→ **Short problem**
Count the lines in the entries below that contain the string "shirt", treating uppercase and lowercase as different, and reply with that number alone.
_____
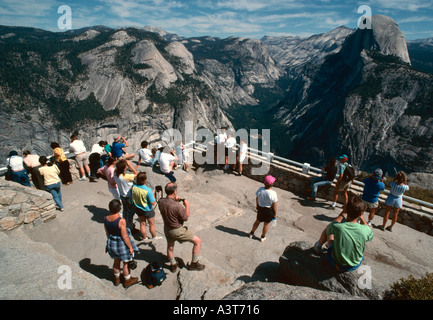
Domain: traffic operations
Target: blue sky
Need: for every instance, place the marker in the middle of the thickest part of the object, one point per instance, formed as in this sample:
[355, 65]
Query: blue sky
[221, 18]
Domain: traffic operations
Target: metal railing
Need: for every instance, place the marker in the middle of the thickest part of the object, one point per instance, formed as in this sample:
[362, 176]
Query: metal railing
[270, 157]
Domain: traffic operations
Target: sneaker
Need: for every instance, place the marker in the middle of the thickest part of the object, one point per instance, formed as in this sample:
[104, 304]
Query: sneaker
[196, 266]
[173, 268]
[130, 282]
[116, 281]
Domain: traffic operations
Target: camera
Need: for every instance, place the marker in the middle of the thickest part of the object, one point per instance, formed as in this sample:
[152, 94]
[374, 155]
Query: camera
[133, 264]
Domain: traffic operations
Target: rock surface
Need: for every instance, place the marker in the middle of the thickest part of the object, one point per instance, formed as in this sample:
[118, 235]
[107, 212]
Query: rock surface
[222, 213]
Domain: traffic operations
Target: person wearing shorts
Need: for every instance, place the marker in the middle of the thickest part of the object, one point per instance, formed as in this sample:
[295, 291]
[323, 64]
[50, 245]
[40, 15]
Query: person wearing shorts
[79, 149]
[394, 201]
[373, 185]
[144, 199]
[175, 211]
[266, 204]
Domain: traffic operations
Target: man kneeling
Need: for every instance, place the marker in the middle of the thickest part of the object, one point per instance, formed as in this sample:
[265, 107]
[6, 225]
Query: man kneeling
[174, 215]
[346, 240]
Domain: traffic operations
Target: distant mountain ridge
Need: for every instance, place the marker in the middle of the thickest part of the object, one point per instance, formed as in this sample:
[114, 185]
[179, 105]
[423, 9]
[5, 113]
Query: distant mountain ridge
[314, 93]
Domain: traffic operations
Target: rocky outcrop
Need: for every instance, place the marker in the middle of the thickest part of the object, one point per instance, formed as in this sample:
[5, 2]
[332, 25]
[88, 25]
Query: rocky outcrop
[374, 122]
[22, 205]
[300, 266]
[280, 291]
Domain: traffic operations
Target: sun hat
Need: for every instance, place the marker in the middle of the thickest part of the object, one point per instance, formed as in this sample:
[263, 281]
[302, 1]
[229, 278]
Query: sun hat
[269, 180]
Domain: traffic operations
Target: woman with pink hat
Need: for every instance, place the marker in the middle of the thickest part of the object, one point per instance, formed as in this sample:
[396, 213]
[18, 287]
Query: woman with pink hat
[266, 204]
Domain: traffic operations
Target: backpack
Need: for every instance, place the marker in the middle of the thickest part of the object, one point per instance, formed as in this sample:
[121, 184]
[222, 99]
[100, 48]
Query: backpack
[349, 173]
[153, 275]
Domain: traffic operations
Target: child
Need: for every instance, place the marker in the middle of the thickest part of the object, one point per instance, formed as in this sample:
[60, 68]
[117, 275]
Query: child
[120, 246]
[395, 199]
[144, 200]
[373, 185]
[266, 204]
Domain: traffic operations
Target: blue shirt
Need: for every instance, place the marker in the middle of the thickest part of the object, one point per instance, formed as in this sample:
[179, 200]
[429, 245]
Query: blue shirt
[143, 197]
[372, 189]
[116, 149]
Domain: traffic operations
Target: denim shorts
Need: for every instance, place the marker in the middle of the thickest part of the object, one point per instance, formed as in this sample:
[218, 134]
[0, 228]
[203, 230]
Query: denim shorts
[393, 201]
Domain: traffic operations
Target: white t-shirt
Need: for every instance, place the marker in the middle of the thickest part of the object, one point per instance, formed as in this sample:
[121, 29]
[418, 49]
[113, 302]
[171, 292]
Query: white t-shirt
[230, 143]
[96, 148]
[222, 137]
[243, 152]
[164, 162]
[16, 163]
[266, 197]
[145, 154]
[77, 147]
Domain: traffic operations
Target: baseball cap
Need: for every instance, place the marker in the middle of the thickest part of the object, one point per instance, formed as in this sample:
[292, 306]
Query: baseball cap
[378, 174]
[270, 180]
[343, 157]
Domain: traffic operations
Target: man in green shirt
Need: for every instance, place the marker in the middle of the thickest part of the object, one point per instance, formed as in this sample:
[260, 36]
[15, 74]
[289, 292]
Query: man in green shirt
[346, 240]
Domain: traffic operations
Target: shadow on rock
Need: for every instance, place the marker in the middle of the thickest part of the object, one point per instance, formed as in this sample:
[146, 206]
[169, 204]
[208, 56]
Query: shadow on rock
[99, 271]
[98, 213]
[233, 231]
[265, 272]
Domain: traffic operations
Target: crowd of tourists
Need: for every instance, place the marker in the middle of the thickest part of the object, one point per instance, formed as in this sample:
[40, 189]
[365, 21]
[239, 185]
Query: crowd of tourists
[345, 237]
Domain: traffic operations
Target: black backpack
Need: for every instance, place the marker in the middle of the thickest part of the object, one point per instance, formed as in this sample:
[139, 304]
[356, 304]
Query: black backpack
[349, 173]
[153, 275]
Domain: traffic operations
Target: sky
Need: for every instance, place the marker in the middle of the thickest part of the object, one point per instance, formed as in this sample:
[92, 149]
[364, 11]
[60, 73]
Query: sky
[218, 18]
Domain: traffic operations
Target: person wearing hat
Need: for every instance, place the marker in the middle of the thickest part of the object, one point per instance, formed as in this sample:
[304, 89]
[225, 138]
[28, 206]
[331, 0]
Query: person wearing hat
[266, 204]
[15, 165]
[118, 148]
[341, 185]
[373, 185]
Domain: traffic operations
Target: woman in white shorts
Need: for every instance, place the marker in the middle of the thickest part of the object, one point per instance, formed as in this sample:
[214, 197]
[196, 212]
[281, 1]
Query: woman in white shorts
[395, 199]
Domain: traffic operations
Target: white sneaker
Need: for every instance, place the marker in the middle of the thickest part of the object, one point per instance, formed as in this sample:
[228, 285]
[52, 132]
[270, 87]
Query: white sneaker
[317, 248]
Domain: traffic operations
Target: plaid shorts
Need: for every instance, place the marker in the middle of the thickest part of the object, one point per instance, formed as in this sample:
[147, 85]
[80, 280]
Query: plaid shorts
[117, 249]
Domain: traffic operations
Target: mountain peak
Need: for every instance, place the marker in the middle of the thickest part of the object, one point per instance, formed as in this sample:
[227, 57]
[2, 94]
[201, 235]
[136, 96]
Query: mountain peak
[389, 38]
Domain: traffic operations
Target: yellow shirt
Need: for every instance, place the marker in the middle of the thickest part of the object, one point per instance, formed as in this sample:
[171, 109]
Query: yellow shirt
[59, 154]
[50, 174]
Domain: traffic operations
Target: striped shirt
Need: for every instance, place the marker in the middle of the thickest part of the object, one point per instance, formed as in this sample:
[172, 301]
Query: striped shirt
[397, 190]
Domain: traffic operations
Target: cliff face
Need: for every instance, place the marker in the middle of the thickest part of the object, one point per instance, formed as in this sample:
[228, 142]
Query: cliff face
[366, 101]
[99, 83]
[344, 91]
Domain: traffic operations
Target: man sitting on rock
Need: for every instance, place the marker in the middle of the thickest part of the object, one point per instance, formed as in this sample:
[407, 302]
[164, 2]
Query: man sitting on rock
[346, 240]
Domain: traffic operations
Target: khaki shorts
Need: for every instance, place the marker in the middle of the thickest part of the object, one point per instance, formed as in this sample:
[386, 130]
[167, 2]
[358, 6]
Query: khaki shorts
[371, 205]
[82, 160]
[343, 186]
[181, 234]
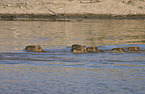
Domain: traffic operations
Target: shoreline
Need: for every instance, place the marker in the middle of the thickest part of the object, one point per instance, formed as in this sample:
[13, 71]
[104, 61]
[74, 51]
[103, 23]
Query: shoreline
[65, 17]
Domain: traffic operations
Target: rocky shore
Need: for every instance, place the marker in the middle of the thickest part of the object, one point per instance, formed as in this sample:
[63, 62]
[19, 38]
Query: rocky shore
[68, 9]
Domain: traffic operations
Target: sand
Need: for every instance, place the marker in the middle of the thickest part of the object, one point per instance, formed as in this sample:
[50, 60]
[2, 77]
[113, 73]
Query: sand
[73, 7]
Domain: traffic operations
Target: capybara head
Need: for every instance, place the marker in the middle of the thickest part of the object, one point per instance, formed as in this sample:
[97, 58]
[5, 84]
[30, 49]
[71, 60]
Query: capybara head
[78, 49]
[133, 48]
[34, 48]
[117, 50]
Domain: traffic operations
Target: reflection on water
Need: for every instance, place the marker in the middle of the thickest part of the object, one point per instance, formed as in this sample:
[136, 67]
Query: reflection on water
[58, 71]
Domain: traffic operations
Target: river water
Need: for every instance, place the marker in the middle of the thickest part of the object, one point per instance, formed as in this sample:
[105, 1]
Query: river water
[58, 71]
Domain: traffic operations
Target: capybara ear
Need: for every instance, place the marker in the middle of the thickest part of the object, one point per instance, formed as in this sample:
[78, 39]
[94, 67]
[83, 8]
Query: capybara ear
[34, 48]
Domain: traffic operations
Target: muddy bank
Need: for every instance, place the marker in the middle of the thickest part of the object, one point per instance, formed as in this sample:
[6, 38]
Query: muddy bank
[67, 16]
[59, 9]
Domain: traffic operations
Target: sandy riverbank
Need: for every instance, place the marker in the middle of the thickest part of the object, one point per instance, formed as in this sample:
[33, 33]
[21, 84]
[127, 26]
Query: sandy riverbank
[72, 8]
_____
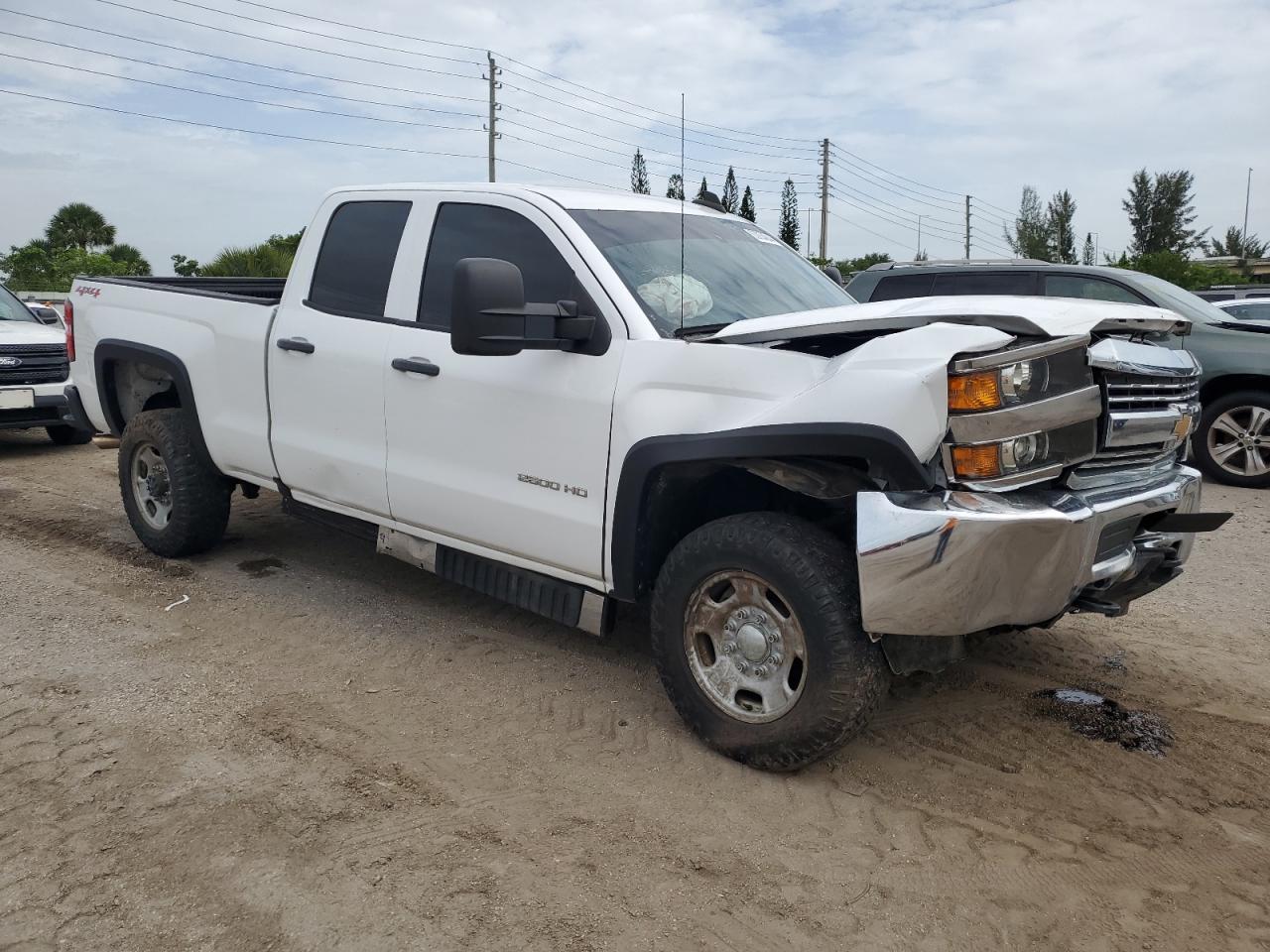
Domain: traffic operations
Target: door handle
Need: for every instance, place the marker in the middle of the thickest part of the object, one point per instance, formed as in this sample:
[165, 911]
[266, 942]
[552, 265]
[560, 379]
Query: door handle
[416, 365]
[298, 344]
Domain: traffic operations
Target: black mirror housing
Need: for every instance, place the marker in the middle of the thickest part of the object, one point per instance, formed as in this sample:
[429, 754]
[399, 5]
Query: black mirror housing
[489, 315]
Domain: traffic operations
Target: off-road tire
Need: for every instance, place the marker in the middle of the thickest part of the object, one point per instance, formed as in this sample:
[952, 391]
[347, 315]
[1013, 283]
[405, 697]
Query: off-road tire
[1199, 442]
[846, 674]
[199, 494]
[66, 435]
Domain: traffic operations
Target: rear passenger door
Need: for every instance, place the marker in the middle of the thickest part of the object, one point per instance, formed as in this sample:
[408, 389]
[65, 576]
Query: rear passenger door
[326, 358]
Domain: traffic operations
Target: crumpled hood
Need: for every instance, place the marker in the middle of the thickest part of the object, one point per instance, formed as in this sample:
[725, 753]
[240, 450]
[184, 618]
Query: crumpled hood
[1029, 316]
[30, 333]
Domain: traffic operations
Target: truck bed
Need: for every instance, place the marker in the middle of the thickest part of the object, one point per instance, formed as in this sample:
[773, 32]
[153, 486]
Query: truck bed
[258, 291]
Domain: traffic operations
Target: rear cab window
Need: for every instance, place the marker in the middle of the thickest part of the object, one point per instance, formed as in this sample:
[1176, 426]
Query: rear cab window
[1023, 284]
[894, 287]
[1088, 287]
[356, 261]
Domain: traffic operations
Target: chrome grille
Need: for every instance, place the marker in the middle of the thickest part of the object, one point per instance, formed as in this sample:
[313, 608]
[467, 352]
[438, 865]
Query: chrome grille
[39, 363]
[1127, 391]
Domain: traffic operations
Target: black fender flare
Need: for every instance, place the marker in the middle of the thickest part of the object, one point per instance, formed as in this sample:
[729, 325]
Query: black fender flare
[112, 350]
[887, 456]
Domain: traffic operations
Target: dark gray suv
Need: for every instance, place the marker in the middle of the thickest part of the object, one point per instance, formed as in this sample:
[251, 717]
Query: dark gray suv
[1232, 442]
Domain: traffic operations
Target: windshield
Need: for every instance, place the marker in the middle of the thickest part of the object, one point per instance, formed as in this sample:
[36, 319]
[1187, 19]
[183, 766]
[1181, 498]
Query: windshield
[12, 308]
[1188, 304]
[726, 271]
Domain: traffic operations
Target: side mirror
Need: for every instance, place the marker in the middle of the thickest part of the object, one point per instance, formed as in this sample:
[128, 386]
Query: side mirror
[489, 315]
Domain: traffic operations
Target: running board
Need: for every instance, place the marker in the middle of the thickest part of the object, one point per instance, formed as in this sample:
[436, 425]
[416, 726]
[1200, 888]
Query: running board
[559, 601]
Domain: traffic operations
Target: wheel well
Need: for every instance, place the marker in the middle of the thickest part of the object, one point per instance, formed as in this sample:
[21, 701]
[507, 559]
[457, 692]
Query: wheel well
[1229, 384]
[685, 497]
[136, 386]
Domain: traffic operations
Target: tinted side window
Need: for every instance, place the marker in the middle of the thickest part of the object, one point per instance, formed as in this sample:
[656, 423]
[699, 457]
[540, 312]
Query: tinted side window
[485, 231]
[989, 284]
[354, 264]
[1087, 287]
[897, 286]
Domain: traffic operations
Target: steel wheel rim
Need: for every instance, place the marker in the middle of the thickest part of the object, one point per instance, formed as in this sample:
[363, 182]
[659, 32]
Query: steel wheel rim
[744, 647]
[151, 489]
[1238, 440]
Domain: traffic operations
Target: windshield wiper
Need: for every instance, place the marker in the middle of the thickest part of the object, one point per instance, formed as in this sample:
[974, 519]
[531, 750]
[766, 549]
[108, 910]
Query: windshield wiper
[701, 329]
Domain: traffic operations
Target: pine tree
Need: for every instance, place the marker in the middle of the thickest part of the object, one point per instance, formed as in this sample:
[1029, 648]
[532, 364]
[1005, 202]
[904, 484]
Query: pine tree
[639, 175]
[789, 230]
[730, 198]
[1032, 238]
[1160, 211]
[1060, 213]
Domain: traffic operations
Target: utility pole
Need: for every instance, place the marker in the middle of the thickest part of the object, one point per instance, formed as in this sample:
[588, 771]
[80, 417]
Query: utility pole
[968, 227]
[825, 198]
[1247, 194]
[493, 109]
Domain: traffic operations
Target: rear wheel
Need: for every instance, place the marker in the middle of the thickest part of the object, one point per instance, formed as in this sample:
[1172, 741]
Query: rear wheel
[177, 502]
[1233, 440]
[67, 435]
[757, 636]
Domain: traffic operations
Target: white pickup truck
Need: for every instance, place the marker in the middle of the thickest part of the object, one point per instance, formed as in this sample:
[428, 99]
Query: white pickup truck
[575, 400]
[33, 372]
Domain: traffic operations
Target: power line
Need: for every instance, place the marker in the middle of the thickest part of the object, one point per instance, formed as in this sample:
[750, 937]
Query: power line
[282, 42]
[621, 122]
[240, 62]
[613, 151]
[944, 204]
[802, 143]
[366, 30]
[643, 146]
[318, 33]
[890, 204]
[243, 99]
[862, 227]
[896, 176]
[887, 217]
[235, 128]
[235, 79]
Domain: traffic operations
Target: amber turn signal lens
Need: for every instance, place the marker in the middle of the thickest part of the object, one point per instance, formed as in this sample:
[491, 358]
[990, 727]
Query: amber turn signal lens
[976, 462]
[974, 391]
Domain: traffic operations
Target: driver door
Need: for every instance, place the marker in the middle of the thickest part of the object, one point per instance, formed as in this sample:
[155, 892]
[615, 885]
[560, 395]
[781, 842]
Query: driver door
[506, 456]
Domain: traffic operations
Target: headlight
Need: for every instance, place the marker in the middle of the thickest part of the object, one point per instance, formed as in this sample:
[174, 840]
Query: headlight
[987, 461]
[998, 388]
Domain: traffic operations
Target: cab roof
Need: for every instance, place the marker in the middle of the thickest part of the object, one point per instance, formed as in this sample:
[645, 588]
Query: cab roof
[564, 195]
_____
→ **Task output**
10